**Quoted text**.
Carrying rifles on public footpaths

big ears

Well-Known Member
Hi just got a permission and looking at the best way to access it is along a pubic bridle way due to the nature of the prevailing wind. Is it legal for me to approach the permission along the bridle way so long as the rifle is in a case and not loaded?

BE
 

Apache

Well-Known Member
In the eyes of the law it doesn't matter whether the gun is loaded or not. If it's a quiet path I would tend to go with it slung over my shoulder, mag in but nothing up the spout. I often walk out of my frint door this way.
 

Dalua

Well-Known Member
In the eyes of the law it doesn't matter whether the gun is loaded or not. If it's a quiet path I would tend to go with it slung over my shoulder, mag in but nothing up the spout. I often walk out of my frint door this way.
AFAIK this is entirely correct: I've walked down public highways with an uncovered rifle (or gun) in places where this would not raise eyebrows.

That's the key things, though: depending on circumstances, it isn't so much what the law says but what good sense and discretion suggest - so if a covered rifle seems a better option, cover it!
:)
 

tozzybum

Well-Known Member
too true .out piggin shooting ,nearest road 2 miles away mr tart reported nasty terrorist me to the police as i was shooting at planes coming out of east mids with my hatstand escort ff sake.luckily leicestershire police arnt retards unlike the dog walking t,,, who phoned in.i heard my name called and popped out my hide to see 2 police in uniform ,so i unloaded n went over to them .perm checked ,owner phoned he came out and said yes he,s fine.whilst the police are checking me out mr pillock rings the police and we listen as he rants at the policewoman about arresting the dangerous scum<me >when he was told i was legit well he was well peed orf .no appogalog from said tit .though the police did .doesnt matter how far from the eejitts u are and how private the land theres always a right to roam ar.eb.nd.t trespassing where they shouldnt be .rant over stay safe and keep ramblers away from the countryside
 

badbob

Well-Known Member
Section 19 of the 1968 Act makes it an offence to have in a public place without lawful
authority or reasonable excuse (the proof of which lies on the accused) a loaded shotgun,
an air weapon (whether loaded or not), any other firearm (whether loaded or not) together
with ammunition suitable for use in that firearm,
or an imitation firearm.
22.16 Section 57(6) of the 1968 Act includes a definition of “loaded” in relation to shotguns

use a bit of common sense depending on where you are.
theres always some anti ready to make the dreaded 999 "rampaging gunman phone call"

(Entries from a dataset)
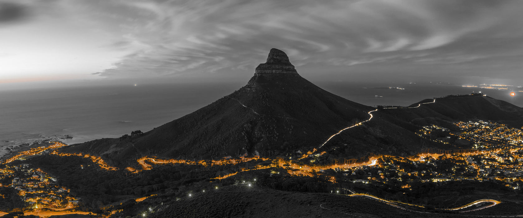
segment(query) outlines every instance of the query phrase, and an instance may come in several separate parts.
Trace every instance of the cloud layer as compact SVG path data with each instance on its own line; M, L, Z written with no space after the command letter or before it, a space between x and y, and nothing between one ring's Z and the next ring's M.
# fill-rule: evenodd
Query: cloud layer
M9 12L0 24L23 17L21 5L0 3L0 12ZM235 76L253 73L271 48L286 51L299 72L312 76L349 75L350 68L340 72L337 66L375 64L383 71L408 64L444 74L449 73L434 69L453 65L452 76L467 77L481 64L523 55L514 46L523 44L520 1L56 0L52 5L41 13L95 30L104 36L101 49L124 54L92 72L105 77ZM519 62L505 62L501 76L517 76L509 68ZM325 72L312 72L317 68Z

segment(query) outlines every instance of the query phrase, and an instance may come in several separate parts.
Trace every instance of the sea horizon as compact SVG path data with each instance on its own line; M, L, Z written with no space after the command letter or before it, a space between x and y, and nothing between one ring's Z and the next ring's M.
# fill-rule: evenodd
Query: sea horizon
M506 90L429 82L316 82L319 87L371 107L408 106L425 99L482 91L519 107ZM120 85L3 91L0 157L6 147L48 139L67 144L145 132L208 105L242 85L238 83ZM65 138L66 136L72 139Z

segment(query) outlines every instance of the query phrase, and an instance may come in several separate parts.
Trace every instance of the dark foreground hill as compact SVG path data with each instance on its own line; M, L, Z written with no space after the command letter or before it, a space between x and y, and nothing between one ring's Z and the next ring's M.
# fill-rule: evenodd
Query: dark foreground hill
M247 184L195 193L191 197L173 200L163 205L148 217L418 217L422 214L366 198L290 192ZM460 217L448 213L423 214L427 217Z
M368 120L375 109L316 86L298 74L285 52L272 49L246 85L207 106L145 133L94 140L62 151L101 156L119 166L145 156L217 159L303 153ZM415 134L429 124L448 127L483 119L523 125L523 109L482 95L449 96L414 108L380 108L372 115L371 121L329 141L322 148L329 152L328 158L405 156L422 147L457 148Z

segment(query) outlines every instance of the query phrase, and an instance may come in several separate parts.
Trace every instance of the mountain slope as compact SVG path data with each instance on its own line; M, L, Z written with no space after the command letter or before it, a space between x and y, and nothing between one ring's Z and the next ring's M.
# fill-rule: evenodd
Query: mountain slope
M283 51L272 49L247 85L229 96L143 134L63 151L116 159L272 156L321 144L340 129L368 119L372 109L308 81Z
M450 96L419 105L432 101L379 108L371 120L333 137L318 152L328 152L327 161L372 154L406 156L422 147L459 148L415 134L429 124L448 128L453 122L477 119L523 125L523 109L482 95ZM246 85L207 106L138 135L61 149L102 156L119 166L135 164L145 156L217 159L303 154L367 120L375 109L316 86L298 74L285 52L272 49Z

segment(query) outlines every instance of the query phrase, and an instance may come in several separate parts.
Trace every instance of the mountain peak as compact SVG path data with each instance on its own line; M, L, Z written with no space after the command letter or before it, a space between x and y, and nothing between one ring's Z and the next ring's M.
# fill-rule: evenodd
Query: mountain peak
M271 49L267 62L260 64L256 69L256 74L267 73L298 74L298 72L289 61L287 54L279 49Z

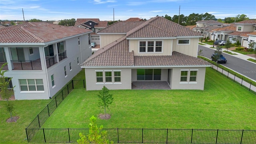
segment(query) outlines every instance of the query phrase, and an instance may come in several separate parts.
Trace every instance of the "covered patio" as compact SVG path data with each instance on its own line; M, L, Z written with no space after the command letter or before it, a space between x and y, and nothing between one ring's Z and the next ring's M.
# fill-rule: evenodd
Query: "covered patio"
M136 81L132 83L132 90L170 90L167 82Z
...
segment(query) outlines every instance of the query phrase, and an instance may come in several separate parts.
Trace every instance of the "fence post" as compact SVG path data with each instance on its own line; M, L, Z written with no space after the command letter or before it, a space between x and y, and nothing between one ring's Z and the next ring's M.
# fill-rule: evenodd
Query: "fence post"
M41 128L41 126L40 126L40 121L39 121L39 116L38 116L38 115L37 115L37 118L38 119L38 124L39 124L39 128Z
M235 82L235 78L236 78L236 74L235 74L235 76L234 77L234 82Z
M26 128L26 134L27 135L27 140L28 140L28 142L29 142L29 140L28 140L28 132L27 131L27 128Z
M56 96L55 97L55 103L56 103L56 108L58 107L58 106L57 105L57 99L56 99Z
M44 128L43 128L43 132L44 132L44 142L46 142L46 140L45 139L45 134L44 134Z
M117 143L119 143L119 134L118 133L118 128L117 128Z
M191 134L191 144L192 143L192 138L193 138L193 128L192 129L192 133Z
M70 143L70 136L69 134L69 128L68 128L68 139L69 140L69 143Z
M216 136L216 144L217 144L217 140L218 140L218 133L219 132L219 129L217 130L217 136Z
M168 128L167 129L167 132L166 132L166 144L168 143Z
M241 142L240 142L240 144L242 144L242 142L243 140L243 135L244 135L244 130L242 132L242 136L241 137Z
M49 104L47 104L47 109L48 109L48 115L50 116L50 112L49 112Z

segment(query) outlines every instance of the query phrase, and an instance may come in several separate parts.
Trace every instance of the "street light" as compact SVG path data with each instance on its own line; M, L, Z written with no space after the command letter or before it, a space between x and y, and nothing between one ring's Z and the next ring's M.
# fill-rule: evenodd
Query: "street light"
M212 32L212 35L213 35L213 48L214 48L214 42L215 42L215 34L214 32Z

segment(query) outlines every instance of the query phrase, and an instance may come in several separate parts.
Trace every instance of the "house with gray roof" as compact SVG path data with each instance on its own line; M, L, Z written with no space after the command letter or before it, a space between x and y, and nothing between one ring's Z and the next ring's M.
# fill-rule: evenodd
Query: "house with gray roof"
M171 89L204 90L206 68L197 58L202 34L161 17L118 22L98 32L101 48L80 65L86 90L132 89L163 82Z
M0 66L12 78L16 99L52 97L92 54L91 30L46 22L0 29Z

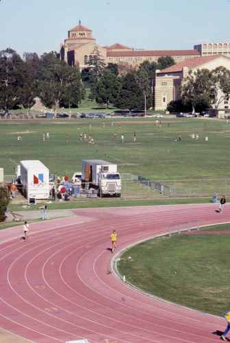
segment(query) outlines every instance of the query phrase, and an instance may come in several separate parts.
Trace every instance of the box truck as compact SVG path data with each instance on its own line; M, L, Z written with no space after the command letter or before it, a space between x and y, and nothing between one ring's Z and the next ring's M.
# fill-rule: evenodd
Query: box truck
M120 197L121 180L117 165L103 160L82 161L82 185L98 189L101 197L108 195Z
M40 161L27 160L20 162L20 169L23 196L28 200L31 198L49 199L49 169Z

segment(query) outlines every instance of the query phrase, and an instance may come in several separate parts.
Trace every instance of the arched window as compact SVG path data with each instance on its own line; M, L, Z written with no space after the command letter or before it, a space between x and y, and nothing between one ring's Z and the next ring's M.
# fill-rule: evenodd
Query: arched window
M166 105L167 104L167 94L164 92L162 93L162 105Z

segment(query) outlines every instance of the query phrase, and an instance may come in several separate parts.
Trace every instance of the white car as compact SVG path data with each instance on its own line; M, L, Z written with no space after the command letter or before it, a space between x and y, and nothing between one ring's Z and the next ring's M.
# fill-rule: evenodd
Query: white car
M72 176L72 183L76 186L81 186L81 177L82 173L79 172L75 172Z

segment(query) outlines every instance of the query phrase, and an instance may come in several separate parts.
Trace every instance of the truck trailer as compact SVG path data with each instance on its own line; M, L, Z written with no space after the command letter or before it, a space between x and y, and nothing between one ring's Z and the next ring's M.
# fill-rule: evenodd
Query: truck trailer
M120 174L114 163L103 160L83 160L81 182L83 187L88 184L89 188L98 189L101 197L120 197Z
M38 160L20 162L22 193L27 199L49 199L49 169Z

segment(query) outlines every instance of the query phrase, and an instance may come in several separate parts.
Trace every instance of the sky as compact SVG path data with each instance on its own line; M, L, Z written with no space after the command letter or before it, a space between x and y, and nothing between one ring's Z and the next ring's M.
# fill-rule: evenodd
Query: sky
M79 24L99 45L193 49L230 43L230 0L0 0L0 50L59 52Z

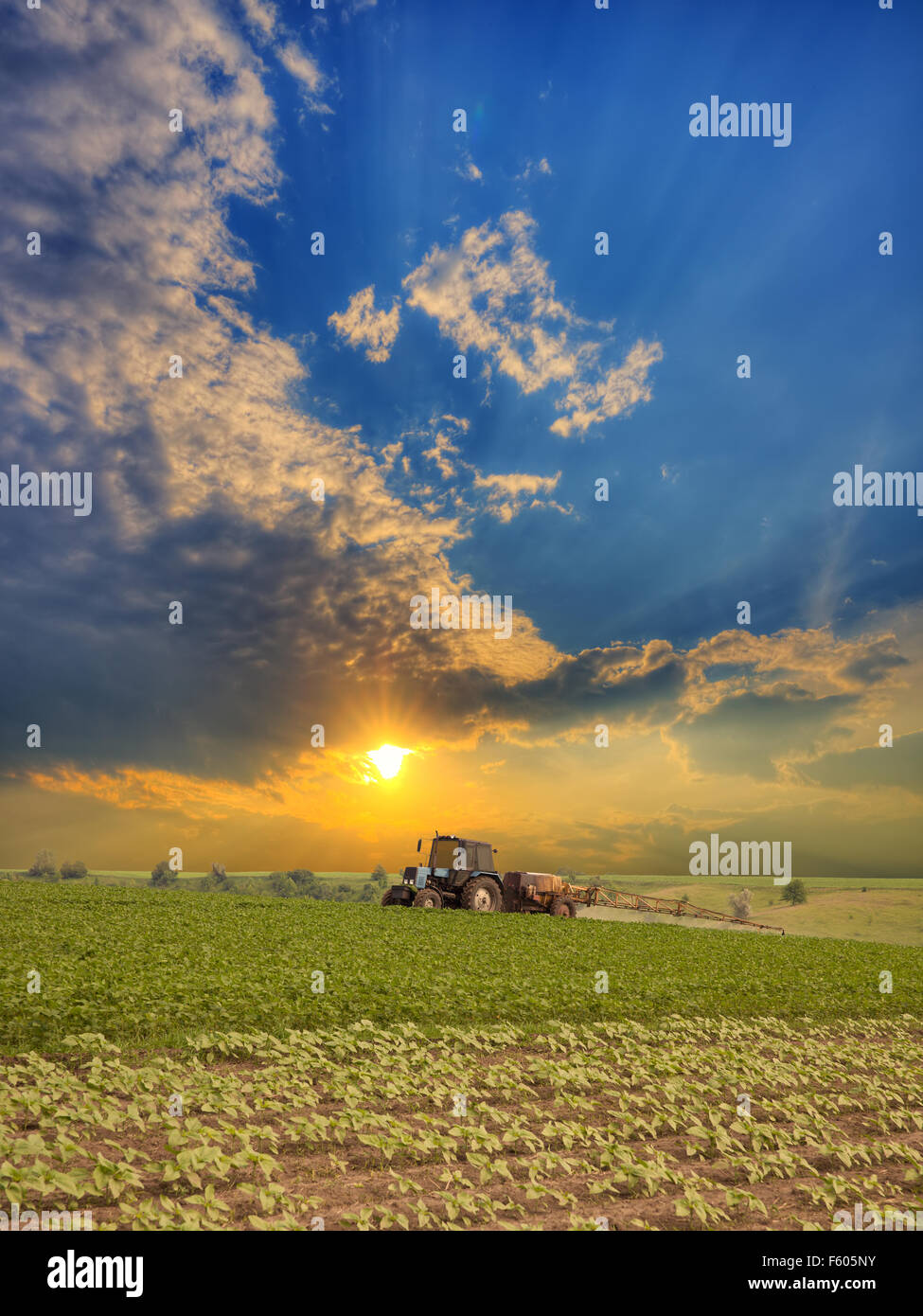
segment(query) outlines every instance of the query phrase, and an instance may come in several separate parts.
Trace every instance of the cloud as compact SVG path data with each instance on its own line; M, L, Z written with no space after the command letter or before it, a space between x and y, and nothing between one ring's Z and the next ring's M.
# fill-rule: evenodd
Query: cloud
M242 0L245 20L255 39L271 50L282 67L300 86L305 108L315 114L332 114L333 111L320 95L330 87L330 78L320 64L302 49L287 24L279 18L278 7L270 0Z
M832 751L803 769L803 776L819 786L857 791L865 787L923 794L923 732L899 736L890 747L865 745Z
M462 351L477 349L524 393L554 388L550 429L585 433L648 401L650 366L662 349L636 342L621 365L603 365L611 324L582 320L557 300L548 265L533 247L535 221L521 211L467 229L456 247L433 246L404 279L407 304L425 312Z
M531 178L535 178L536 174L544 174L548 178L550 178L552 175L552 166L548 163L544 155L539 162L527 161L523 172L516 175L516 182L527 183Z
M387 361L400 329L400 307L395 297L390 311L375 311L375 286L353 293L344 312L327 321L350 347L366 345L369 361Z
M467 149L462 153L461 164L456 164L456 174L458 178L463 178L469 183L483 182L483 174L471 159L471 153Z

**Actions to take**.
A – According to the forum thread about carrying rifles on public footpaths, which section of the 1968 Act makes it an offence to have certain weapons in a public place without lawful authority or reasonable excuse?
B – Duplicate word for word the passage of the forum thread starting at "That's the key" and ending at "option, cover it!".

**Expected responses**.
A – Section 19

B –
That's the key things, though: depending on circumstances, it isn't so much what the law says but what good sense and discretion suggest - so if a covered rifle seems a better option, cover it!